* begin *

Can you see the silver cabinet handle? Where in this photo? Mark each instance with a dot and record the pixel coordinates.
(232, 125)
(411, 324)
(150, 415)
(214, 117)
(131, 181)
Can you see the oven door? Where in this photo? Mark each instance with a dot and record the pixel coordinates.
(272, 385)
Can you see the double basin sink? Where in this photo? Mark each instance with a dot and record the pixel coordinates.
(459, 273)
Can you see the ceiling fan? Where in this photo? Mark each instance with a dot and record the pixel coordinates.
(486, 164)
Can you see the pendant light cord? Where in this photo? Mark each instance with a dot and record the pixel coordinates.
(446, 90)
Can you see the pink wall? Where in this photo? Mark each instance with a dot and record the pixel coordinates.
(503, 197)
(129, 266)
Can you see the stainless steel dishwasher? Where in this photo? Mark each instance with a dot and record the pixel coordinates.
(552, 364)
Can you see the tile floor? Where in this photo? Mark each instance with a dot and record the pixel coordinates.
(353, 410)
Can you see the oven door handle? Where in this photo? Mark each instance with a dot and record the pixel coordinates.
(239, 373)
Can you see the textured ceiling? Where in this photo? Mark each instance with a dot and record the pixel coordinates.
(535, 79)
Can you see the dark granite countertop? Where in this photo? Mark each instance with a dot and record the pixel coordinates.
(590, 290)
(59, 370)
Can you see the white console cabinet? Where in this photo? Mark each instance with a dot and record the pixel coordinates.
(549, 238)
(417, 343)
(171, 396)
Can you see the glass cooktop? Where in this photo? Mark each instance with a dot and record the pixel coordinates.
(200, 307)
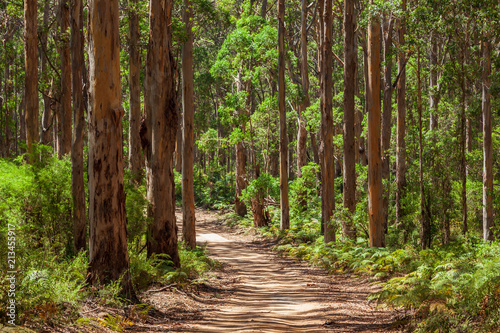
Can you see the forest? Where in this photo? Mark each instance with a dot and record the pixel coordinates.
(359, 137)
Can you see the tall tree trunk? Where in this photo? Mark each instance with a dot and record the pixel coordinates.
(285, 209)
(188, 213)
(65, 97)
(463, 138)
(178, 146)
(363, 158)
(487, 147)
(401, 121)
(376, 218)
(22, 120)
(326, 149)
(161, 123)
(77, 182)
(349, 174)
(31, 76)
(425, 233)
(134, 140)
(301, 123)
(387, 114)
(7, 113)
(263, 9)
(45, 137)
(433, 96)
(241, 173)
(109, 260)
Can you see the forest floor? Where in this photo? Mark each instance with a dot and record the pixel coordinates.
(258, 291)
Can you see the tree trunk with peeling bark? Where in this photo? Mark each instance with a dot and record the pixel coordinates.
(109, 260)
(134, 140)
(77, 182)
(349, 174)
(301, 123)
(31, 76)
(65, 98)
(401, 121)
(188, 213)
(327, 129)
(159, 132)
(285, 209)
(487, 146)
(45, 132)
(376, 218)
(387, 114)
(241, 173)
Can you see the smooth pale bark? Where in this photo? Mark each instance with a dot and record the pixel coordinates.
(487, 146)
(463, 140)
(241, 173)
(349, 174)
(109, 260)
(433, 96)
(77, 182)
(45, 137)
(284, 204)
(401, 121)
(387, 104)
(304, 71)
(188, 213)
(161, 131)
(363, 158)
(425, 231)
(22, 120)
(65, 98)
(326, 149)
(387, 113)
(375, 210)
(31, 76)
(178, 147)
(134, 79)
(7, 113)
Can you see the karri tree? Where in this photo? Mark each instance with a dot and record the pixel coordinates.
(108, 255)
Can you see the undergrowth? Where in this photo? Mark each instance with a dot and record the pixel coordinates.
(50, 288)
(450, 288)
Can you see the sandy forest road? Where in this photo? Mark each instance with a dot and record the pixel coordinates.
(267, 293)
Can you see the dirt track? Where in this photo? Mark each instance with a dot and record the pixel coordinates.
(272, 294)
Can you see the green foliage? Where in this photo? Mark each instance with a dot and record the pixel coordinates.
(265, 185)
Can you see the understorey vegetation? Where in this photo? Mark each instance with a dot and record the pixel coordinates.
(50, 284)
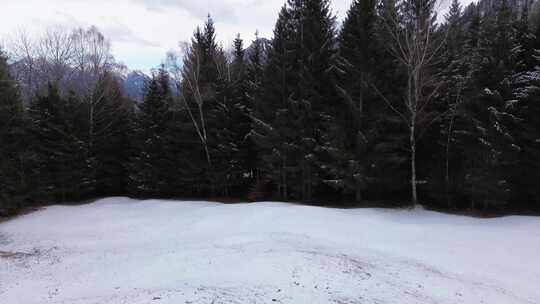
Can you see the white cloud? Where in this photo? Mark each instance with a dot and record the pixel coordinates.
(142, 31)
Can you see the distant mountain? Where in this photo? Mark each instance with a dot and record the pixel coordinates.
(135, 84)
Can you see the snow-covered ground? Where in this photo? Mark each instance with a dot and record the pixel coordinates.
(119, 250)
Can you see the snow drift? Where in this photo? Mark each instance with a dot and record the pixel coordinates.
(120, 250)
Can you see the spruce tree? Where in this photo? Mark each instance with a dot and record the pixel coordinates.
(63, 166)
(13, 179)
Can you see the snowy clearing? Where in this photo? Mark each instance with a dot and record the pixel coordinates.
(120, 250)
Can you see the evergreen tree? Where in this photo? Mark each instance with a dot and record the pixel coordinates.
(13, 179)
(152, 123)
(64, 168)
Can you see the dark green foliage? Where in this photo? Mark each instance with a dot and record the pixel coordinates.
(316, 116)
(64, 165)
(13, 179)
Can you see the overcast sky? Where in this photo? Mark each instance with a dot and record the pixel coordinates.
(142, 31)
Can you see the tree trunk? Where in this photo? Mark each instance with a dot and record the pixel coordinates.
(413, 166)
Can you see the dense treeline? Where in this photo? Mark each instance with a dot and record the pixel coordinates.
(393, 105)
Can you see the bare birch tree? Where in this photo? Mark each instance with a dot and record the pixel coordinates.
(413, 43)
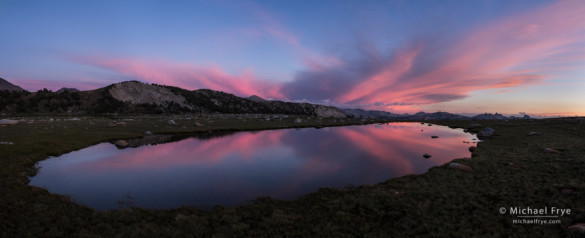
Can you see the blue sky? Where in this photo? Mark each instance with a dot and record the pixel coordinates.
(399, 56)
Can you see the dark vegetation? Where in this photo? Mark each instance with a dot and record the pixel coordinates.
(41, 101)
(510, 169)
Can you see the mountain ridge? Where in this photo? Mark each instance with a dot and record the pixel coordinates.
(361, 113)
(5, 85)
(133, 97)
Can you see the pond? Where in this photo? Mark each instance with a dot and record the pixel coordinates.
(233, 169)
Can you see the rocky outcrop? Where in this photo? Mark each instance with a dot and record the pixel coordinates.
(140, 93)
(256, 98)
(325, 111)
(67, 90)
(5, 85)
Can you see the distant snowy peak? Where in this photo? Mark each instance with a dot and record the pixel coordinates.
(360, 113)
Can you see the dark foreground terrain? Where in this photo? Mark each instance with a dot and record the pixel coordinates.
(511, 169)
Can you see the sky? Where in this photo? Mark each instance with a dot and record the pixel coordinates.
(467, 57)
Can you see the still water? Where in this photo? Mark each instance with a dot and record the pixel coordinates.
(234, 169)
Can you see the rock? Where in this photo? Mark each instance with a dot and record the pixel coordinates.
(121, 143)
(486, 132)
(578, 228)
(5, 122)
(326, 111)
(461, 167)
(566, 191)
(551, 151)
(474, 126)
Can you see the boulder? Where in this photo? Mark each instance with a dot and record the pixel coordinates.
(551, 151)
(486, 132)
(121, 143)
(5, 122)
(461, 167)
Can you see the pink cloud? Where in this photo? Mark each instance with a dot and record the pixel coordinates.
(516, 51)
(188, 76)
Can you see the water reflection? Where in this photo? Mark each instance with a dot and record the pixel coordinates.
(233, 169)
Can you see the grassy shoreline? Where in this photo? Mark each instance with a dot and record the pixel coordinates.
(509, 170)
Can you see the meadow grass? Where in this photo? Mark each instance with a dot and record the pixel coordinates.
(509, 170)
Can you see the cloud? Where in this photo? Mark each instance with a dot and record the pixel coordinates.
(501, 54)
(186, 75)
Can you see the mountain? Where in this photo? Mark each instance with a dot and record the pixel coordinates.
(139, 98)
(67, 90)
(489, 116)
(360, 113)
(5, 85)
(256, 98)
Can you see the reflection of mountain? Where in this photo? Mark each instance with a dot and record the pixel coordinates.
(228, 170)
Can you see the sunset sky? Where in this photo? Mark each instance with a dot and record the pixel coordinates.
(397, 56)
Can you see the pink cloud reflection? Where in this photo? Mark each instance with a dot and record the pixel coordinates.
(206, 153)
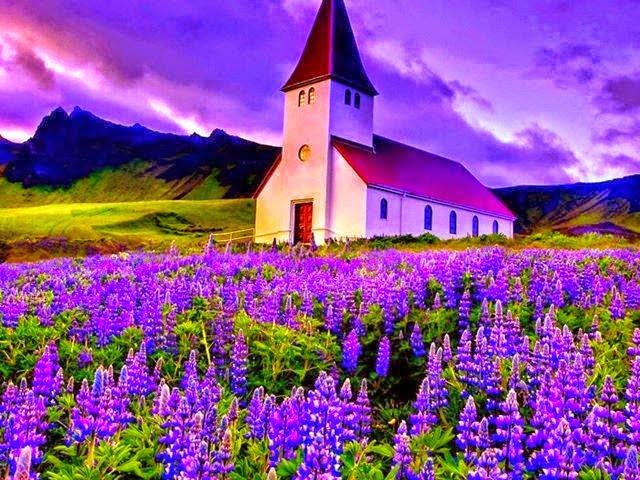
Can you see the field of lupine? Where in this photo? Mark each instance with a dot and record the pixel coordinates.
(481, 364)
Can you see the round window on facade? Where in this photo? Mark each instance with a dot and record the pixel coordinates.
(304, 154)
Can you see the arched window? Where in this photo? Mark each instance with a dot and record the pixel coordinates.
(428, 218)
(384, 208)
(453, 223)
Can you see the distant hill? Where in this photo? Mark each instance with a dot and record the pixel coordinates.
(79, 157)
(605, 207)
(7, 150)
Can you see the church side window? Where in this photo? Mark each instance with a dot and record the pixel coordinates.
(347, 97)
(384, 209)
(428, 218)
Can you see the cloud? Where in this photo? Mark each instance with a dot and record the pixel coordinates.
(16, 56)
(623, 134)
(622, 163)
(411, 63)
(620, 95)
(569, 64)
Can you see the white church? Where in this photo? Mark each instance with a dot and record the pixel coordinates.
(336, 179)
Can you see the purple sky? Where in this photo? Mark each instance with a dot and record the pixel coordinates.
(542, 91)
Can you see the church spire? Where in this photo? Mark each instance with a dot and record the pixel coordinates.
(331, 52)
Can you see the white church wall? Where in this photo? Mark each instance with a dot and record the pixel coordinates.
(406, 216)
(349, 122)
(294, 180)
(347, 203)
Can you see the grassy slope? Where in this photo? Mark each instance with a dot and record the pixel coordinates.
(129, 183)
(32, 233)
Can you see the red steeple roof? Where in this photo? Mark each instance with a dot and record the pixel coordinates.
(408, 169)
(331, 52)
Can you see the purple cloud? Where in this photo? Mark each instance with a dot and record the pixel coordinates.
(456, 80)
(621, 95)
(568, 64)
(612, 136)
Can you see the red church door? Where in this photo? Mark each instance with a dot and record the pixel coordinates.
(303, 218)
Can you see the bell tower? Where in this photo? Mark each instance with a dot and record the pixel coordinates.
(328, 95)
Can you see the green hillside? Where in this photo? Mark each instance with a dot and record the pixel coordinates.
(135, 181)
(81, 228)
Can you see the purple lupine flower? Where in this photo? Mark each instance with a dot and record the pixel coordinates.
(323, 432)
(427, 472)
(488, 467)
(285, 427)
(383, 358)
(135, 378)
(23, 466)
(447, 354)
(617, 305)
(84, 358)
(24, 425)
(632, 407)
(402, 452)
(255, 415)
(417, 342)
(351, 352)
(631, 470)
(239, 355)
(47, 378)
(464, 310)
(362, 413)
(464, 360)
(190, 370)
(425, 417)
(437, 383)
(467, 430)
(509, 435)
(223, 463)
(437, 303)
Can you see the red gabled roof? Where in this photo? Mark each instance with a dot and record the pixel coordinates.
(331, 52)
(267, 176)
(397, 166)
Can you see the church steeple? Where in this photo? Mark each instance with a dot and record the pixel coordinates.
(331, 52)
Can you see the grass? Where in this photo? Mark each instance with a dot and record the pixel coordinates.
(78, 229)
(131, 182)
(31, 233)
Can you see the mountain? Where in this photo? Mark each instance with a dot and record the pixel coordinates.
(605, 207)
(7, 150)
(67, 148)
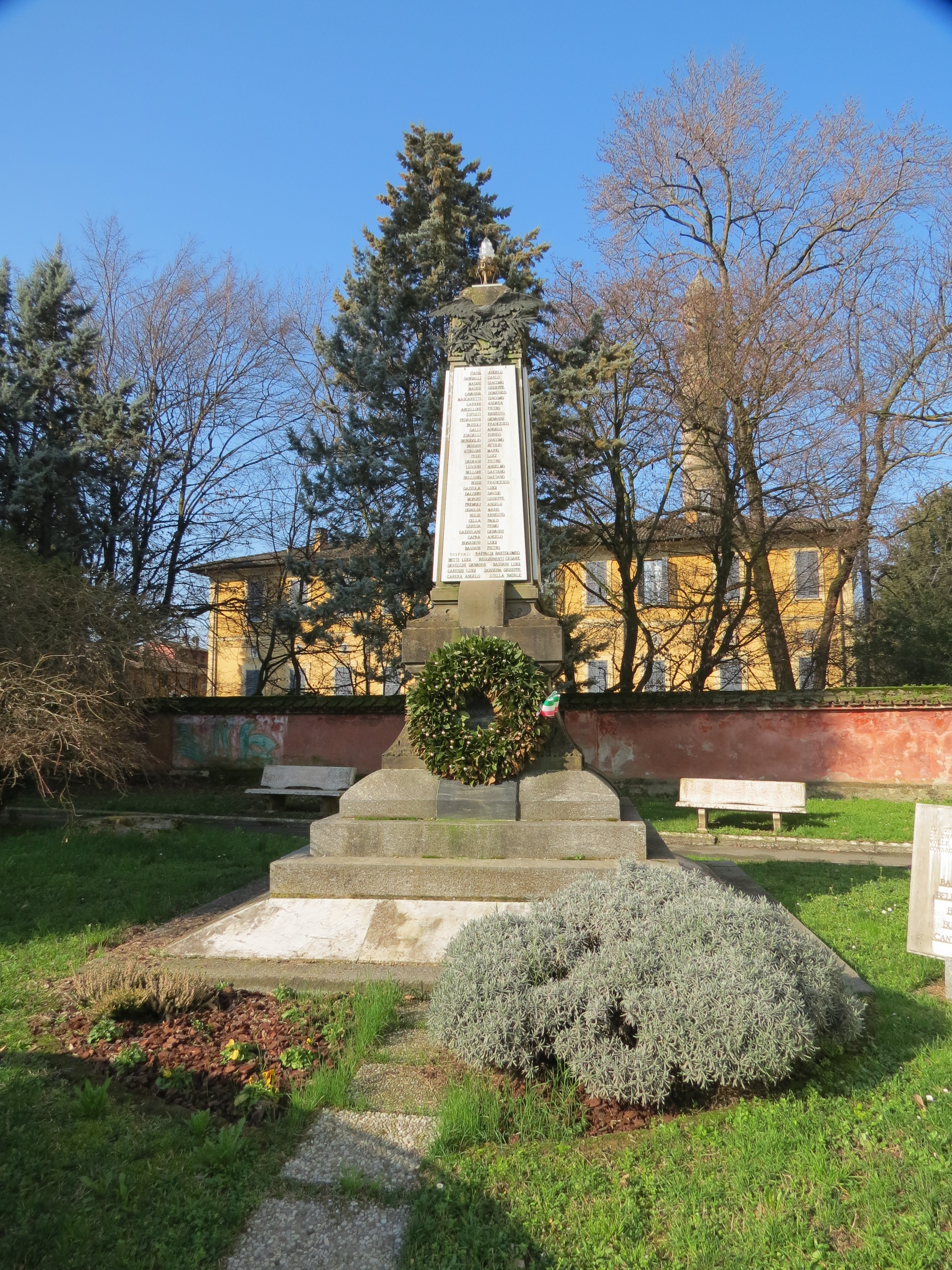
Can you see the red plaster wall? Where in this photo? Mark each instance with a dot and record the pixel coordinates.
(893, 746)
(874, 745)
(346, 741)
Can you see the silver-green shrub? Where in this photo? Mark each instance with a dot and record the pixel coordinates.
(657, 979)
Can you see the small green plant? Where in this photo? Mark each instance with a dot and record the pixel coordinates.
(334, 1018)
(265, 1088)
(356, 1184)
(472, 1114)
(223, 1150)
(93, 1100)
(175, 1079)
(200, 1123)
(107, 1029)
(239, 1052)
(130, 1057)
(298, 1059)
(102, 1187)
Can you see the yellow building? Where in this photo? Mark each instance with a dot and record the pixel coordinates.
(249, 653)
(673, 604)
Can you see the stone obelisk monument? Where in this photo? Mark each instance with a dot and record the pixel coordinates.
(427, 854)
(486, 558)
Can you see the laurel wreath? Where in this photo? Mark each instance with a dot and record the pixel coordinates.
(437, 711)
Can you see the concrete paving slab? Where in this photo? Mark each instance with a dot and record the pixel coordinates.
(290, 930)
(388, 933)
(734, 877)
(322, 1235)
(446, 878)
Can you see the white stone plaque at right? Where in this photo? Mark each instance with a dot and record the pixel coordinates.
(930, 930)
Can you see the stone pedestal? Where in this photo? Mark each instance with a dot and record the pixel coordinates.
(477, 609)
(402, 829)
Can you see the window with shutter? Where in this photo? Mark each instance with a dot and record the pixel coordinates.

* end *

- _Task directions_
Starting with the line that contains "Can you see the red gabled", reproduce every line down to the end of the listing above, both endpoints included. Pictures stay out.

- _Task solution_
Can you see the red gabled roof? Where in this photo? Mark each instance with a dot and record the pixel coordinates.
(331, 52)
(267, 176)
(397, 166)
Can you see the church steeple? Where in this photo? Mark each instance with a dot and record the pixel coordinates.
(331, 52)
Can you see the grass? Where in this photo? Mark each instance with a dot and record the pixel coordinates.
(78, 229)
(131, 182)
(31, 233)
Can you see the mountain? Where in this photo? Mark each instance with a dot and record the pixel coordinates.
(605, 207)
(7, 150)
(67, 148)
Can you see the red plaster wall? Where in this photo? Mark each instance with a dot and record the pixel coordinates.
(893, 746)
(874, 745)
(346, 741)
Can you see the silver-green shrub? Where in this photo? Mark each instance with a dot and record the pixel coordinates.
(657, 979)
Can you see the small green plant? Where in this photo? Mark each instance with a dot and record the pixel coordinates.
(334, 1018)
(265, 1088)
(356, 1184)
(472, 1114)
(223, 1150)
(93, 1100)
(175, 1079)
(200, 1123)
(107, 1029)
(239, 1052)
(130, 1057)
(298, 1059)
(102, 1187)
Can you see the yellow building? Where in this photo? Mark each instance with a dot and record the pixel coordinates.
(249, 653)
(673, 604)
Can you see the stone obelisk monument? Where in this photo? Mark each instance with a dot and record the pixel coordinates.
(427, 854)
(486, 558)
Can you see the laurel wreath? Where in this photo? Mark each instance with a dot and record the pixel coordinates.
(437, 711)
Can you see the concrete paving slab? Where in this photo? Mark each instance with a dot and record the pixel coordinates.
(290, 930)
(388, 933)
(734, 877)
(322, 1235)
(446, 878)
Can you see the white stone plaque at right? Where in this photo? Mark each instance with a dot and record the pixel coordinates.
(930, 930)
Can you see the stone pedestal? Where in this photo? Mark each instance with a dot and record the pixel coordinates.
(477, 609)
(402, 829)
Can you see the window with shutter? Where in this photo? Mark each instance with a dot and record the pixel coordinates.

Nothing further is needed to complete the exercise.